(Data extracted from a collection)

════════════════════

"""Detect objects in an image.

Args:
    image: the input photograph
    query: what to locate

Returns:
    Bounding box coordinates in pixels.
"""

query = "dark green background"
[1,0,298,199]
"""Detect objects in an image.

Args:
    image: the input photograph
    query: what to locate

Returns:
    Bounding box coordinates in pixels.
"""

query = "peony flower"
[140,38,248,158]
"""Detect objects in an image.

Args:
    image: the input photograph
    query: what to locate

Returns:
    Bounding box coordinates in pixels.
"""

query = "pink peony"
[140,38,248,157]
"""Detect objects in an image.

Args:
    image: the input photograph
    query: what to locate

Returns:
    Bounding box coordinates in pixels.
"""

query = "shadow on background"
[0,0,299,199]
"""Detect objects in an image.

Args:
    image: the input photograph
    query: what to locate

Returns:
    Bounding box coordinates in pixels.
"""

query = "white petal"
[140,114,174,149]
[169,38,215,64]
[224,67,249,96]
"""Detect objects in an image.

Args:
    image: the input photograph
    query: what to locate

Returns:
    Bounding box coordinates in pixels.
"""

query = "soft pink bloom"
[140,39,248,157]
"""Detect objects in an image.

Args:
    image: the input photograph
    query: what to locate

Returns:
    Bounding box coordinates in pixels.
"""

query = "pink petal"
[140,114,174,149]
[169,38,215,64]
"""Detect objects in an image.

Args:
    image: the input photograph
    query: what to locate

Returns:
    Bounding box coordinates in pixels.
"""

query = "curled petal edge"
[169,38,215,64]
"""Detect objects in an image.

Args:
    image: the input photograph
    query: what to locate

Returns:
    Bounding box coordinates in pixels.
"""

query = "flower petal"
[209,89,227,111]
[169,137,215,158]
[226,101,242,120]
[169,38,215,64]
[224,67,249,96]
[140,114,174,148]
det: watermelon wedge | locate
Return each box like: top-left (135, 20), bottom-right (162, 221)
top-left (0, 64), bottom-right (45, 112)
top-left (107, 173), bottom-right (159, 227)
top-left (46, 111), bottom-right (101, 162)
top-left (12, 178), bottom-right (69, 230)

════════════════════

== TASK ==
Each of the entries above is to be repeated exactly.

== EXPECTED OUTPUT ==
"""Detect objects in an image.

Args:
    image: the input photograph
    query: what to locate

Returns:
    Bounding box coordinates in pixels.
"""

query = "dark green background"
[1,0,298,199]
"""Detect objects in an image.

Args:
    image: the input photograph
    query: what to locate

Returns:
    Bounding box coordinates in pixels.
"""

query = "peony flower"
[140,38,248,158]
"""Detect objects in an image.

Args:
    image: the input photograph
    query: what to locate

Returns:
    Bounding box coordinates in pixels.
"""

query = "pink peony"
[140,38,248,157]
"""Detect objects in an image.

Args:
    image: the input photograph
    query: what to locate

Returns:
    Bounding box coordinates in pixels.
"""

query = "shadow on background"
[0,0,299,199]
"""Detect objects in an image.

Args:
    image: the input photograph
    query: what to locate

Returns:
    Bounding box coordinates in pixels.
"""

query = "white petal"
[140,114,174,149]
[169,38,215,64]
[224,67,249,96]
"""Detect objects in an image.

Args:
    image: the input photograph
    query: what to locate

Returns:
    Bounding box coordinates in pixels.
"""

query = "soft pink bloom"
[140,39,248,157]
"""Detect objects in an image.

Args:
    image: the input photograph
    query: what to locate

Returns:
    Bounding box coordinates in pixels.
"""

query = "pink petal"
[140,114,174,149]
[169,38,215,64]
"""Detect objects in an image.

Args:
    image: the input photograph
    query: what to locate

Returns:
    Bounding box coordinates in pixels.
"""

query = "curled petal edge"
[169,38,215,64]
"""Detect objects in an image.

Args:
    image: the input photograph
    query: what to locate

Returns:
    Bounding box coordinates in pixels.
"""

query = "flower petal"
[209,89,227,111]
[169,137,215,158]
[226,101,242,120]
[169,38,215,64]
[224,67,249,96]
[140,114,174,148]
det: watermelon wedge | locate
Return each box like: top-left (135, 20), bottom-right (162, 221)
top-left (0, 64), bottom-right (45, 112)
top-left (107, 173), bottom-right (159, 227)
top-left (46, 111), bottom-right (101, 162)
top-left (12, 178), bottom-right (69, 230)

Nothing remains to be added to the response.